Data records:
--- Begin ---

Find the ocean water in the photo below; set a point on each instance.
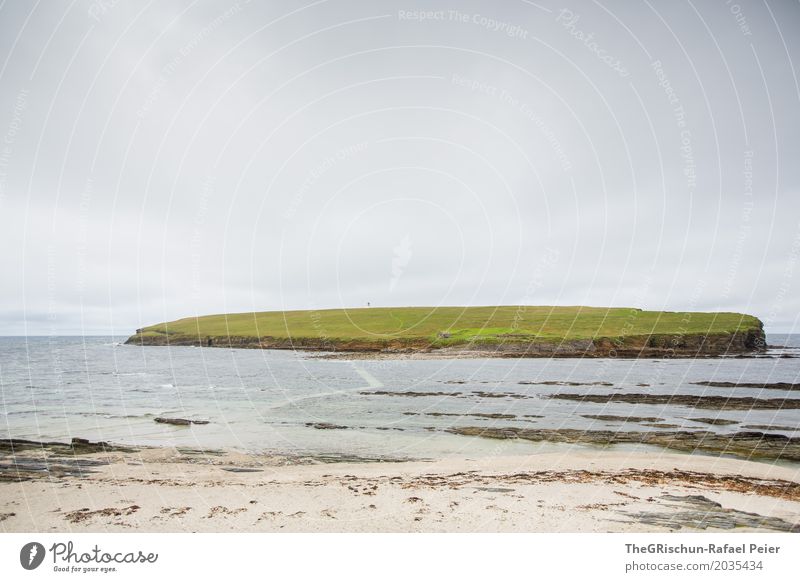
(57, 388)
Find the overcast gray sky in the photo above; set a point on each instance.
(165, 159)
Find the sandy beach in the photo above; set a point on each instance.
(167, 490)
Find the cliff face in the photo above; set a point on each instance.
(750, 341)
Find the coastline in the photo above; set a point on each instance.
(749, 344)
(578, 490)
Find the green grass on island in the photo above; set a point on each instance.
(449, 326)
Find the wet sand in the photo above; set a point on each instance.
(167, 490)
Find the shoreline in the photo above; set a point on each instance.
(170, 490)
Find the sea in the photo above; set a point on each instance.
(304, 404)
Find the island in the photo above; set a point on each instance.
(499, 331)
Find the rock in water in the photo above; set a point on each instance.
(179, 421)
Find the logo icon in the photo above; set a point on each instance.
(31, 555)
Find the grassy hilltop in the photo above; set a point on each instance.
(571, 330)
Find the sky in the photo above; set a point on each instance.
(160, 160)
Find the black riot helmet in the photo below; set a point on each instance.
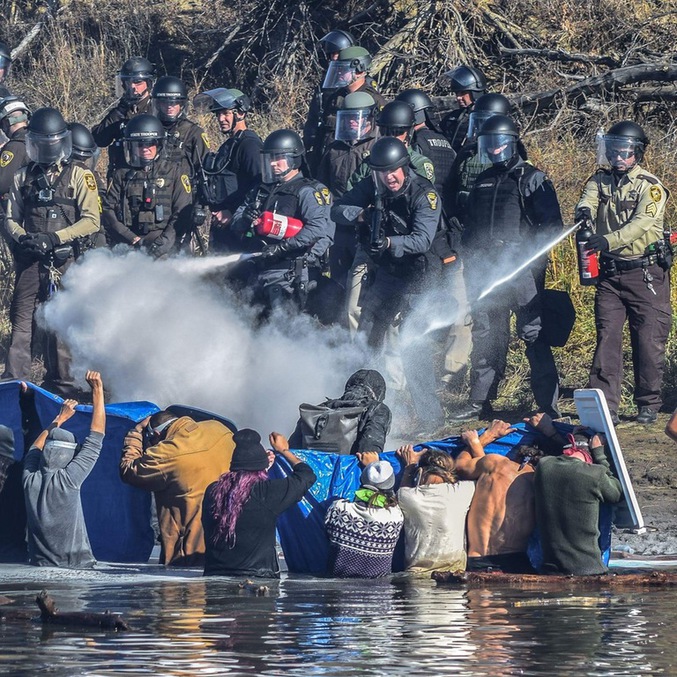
(5, 61)
(467, 79)
(84, 146)
(48, 139)
(336, 40)
(624, 145)
(418, 100)
(485, 107)
(396, 118)
(282, 145)
(497, 141)
(170, 98)
(141, 133)
(134, 70)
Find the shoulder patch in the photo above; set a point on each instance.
(6, 157)
(90, 181)
(655, 193)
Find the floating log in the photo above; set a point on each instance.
(653, 579)
(49, 613)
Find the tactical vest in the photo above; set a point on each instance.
(48, 206)
(146, 198)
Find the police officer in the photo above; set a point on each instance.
(133, 86)
(225, 177)
(148, 201)
(626, 206)
(398, 214)
(467, 84)
(14, 116)
(51, 212)
(286, 263)
(512, 212)
(346, 74)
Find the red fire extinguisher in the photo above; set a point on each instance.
(276, 226)
(588, 265)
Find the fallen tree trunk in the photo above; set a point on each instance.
(654, 579)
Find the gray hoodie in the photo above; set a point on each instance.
(57, 535)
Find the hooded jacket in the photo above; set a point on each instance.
(57, 534)
(178, 470)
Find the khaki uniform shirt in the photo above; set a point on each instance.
(628, 210)
(85, 193)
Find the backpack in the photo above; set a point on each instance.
(331, 430)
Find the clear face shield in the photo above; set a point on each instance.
(168, 109)
(353, 124)
(275, 166)
(496, 148)
(141, 152)
(339, 74)
(132, 88)
(475, 121)
(48, 149)
(618, 152)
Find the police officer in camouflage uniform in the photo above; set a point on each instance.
(133, 86)
(625, 204)
(398, 214)
(51, 213)
(346, 74)
(226, 176)
(512, 212)
(286, 264)
(14, 116)
(148, 201)
(468, 84)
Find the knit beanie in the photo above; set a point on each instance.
(249, 453)
(378, 475)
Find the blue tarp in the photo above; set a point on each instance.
(118, 515)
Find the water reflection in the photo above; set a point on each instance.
(305, 626)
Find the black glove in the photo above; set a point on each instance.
(597, 243)
(39, 244)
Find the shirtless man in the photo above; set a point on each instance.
(502, 514)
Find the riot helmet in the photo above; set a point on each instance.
(497, 140)
(143, 139)
(170, 99)
(12, 111)
(133, 72)
(281, 154)
(355, 118)
(396, 118)
(5, 61)
(84, 146)
(623, 145)
(388, 155)
(48, 139)
(334, 41)
(419, 101)
(485, 107)
(351, 63)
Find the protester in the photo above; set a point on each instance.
(363, 532)
(435, 505)
(181, 458)
(569, 490)
(240, 509)
(54, 470)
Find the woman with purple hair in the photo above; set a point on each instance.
(240, 509)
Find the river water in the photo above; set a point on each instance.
(185, 625)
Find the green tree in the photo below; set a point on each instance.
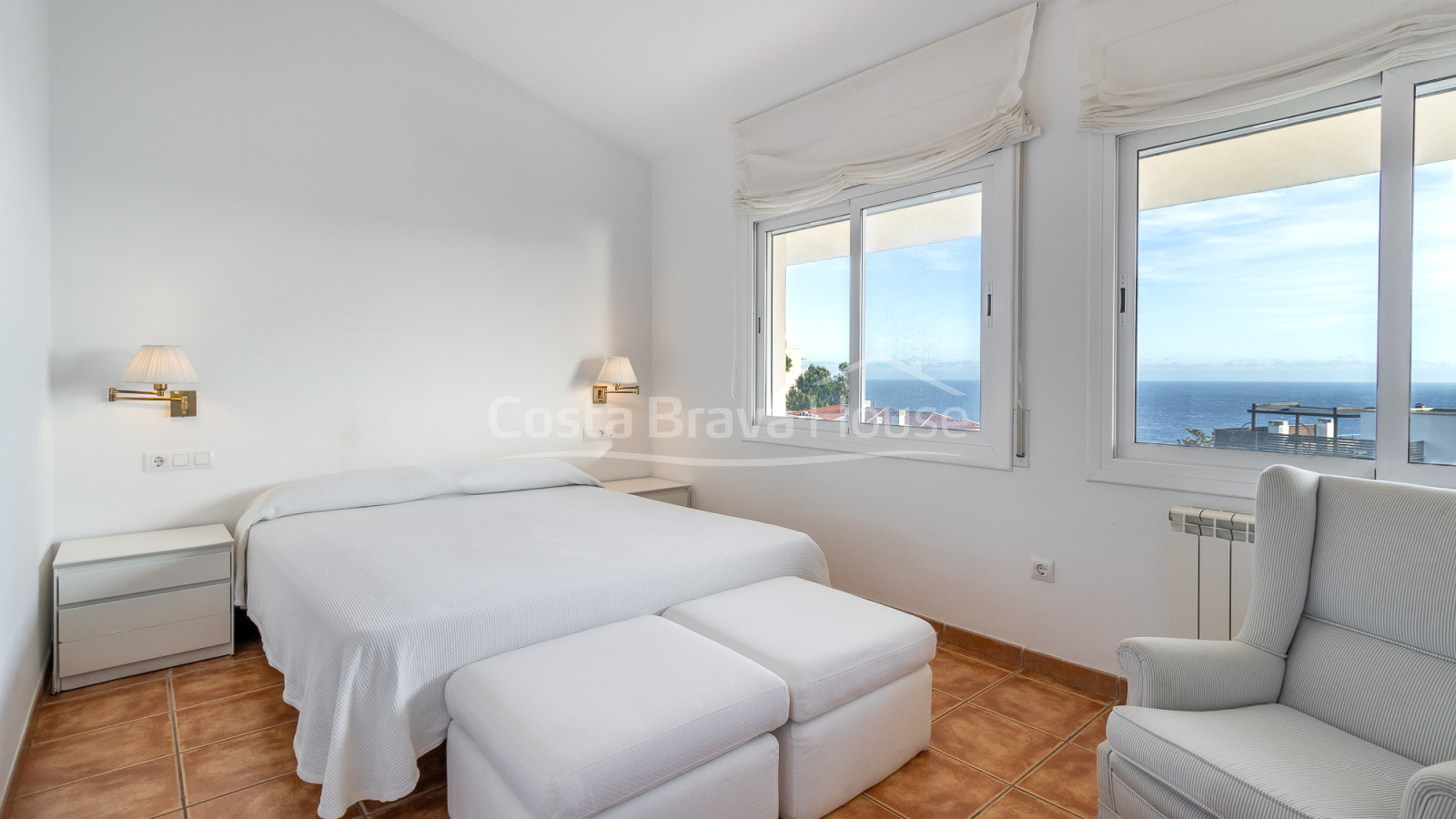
(1198, 439)
(817, 388)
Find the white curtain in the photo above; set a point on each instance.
(906, 120)
(1152, 63)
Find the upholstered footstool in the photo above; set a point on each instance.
(858, 673)
(638, 719)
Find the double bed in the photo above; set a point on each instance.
(370, 589)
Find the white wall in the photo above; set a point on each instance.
(950, 542)
(25, 258)
(359, 235)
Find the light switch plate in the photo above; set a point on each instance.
(177, 460)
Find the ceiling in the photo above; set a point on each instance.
(652, 75)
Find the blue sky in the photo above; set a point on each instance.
(1271, 286)
(1281, 285)
(921, 310)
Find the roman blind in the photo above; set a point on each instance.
(1152, 63)
(907, 120)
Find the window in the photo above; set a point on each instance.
(1285, 288)
(887, 321)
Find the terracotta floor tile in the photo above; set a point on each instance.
(102, 710)
(101, 688)
(1094, 734)
(979, 658)
(133, 793)
(932, 785)
(961, 676)
(223, 681)
(1045, 707)
(1002, 748)
(861, 807)
(225, 719)
(430, 804)
(95, 753)
(941, 703)
(286, 797)
(240, 653)
(235, 763)
(1018, 804)
(1067, 687)
(431, 775)
(1067, 780)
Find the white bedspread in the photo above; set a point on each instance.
(369, 611)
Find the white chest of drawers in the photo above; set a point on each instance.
(655, 489)
(131, 603)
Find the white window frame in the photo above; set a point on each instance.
(996, 445)
(1113, 453)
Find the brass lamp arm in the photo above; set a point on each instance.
(599, 392)
(184, 402)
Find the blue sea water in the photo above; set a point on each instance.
(914, 394)
(1167, 410)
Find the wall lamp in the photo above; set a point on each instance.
(618, 376)
(159, 366)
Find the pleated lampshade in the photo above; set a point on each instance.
(618, 370)
(159, 363)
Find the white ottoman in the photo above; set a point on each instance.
(638, 719)
(858, 673)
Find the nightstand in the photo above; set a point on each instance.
(133, 603)
(655, 489)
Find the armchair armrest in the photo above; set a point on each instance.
(1431, 793)
(1198, 675)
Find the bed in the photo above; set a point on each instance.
(371, 588)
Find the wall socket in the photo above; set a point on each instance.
(175, 460)
(1045, 570)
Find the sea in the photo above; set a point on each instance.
(915, 394)
(1167, 410)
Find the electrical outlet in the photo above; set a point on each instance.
(1045, 570)
(177, 460)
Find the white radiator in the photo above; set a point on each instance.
(1210, 571)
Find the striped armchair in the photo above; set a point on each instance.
(1337, 698)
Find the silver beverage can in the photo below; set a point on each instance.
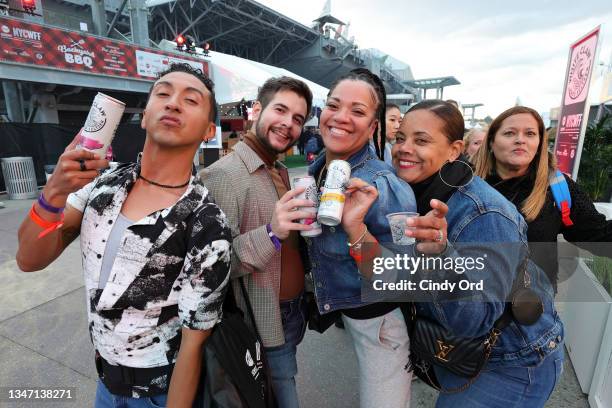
(332, 198)
(310, 193)
(101, 124)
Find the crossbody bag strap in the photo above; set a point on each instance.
(270, 397)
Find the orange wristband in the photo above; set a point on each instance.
(48, 226)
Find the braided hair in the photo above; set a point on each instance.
(365, 75)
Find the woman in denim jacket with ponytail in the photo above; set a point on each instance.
(526, 361)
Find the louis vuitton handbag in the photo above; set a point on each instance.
(432, 344)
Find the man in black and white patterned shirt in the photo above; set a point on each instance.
(155, 249)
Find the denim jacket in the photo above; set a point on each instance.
(336, 279)
(474, 210)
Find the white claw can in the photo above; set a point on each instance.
(331, 204)
(310, 193)
(101, 124)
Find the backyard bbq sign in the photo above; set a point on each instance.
(25, 43)
(574, 106)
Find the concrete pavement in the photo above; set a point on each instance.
(44, 340)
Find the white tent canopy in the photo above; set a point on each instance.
(236, 78)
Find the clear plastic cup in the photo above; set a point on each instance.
(397, 223)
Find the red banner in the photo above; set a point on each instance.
(574, 107)
(34, 44)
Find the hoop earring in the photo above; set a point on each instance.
(462, 162)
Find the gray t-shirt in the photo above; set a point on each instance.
(114, 241)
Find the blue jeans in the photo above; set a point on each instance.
(281, 360)
(507, 387)
(104, 399)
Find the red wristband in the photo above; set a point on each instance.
(48, 226)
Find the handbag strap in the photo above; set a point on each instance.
(247, 301)
(270, 396)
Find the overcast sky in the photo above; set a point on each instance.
(498, 50)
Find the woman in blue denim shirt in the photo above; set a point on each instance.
(526, 361)
(355, 108)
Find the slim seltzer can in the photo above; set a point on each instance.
(101, 124)
(332, 198)
(310, 193)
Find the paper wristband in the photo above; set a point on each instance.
(48, 226)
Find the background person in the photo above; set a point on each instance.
(473, 140)
(393, 118)
(515, 161)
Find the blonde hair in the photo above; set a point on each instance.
(543, 163)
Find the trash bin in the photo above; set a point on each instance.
(19, 177)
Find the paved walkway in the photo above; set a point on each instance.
(44, 340)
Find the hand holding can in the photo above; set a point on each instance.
(101, 124)
(332, 199)
(310, 193)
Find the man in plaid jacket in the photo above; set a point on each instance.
(252, 188)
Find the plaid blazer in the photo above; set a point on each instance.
(242, 187)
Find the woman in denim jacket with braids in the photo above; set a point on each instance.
(355, 109)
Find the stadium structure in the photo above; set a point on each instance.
(39, 88)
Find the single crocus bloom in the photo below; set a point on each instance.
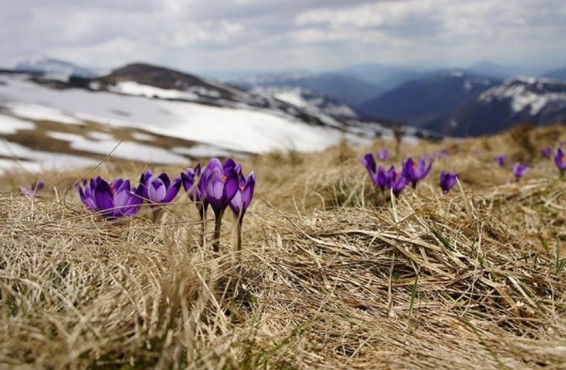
(447, 181)
(33, 190)
(241, 201)
(221, 184)
(399, 184)
(369, 163)
(546, 152)
(383, 154)
(560, 160)
(243, 197)
(159, 190)
(111, 200)
(415, 173)
(501, 159)
(519, 169)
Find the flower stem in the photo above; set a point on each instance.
(238, 235)
(217, 226)
(202, 214)
(157, 214)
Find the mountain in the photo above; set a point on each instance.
(428, 98)
(153, 114)
(517, 100)
(54, 69)
(335, 86)
(557, 74)
(309, 101)
(386, 76)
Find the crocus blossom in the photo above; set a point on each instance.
(415, 172)
(221, 183)
(158, 190)
(33, 190)
(241, 201)
(501, 160)
(383, 154)
(546, 152)
(560, 160)
(243, 197)
(398, 184)
(447, 181)
(519, 169)
(111, 200)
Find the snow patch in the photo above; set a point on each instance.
(35, 161)
(41, 112)
(134, 88)
(10, 125)
(65, 136)
(129, 150)
(202, 150)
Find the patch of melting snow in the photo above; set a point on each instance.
(35, 161)
(65, 136)
(134, 88)
(10, 125)
(97, 135)
(243, 129)
(130, 150)
(202, 150)
(42, 112)
(142, 137)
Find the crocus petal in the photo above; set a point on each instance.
(172, 190)
(104, 198)
(156, 190)
(369, 163)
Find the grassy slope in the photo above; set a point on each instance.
(330, 276)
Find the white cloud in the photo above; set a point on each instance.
(198, 35)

--- End ---

#### THE PROBLEM
Repeat, unchanged, everything in the records above from the line containing "Find the blue sea" down to the line containing "(1210, 571)", including both of those lines.

#### EXPECTED ANSWER
Find the blue sea water in the photo above; set a point on each instance.
(914, 394)
(1167, 410)
Find the wall lamp in the photo above; set a point on each instance.
(618, 376)
(159, 366)
Find the pleated lampshade in the photo above; set a point on each instance.
(618, 370)
(159, 363)
Find the white ottoman in the photo above; set a point on each instance.
(638, 719)
(858, 673)
Find the nightstand in the photo above; set a point on each instance.
(133, 603)
(655, 489)
Find the armchair armrest in the photo above; set a point on each instance.
(1431, 793)
(1198, 675)
Find the bed in the photo above; set a point on each instance.
(371, 588)
Find the wall socket in the photo above; set a point on each instance.
(175, 460)
(1045, 570)
Find the sea in the photo above; set a point on each instance.
(915, 394)
(1167, 410)
Find the electrical outlet in the photo above; set a point on each instance.
(1045, 570)
(177, 460)
Find the white radiator in the photo above; set a point on each instance.
(1210, 571)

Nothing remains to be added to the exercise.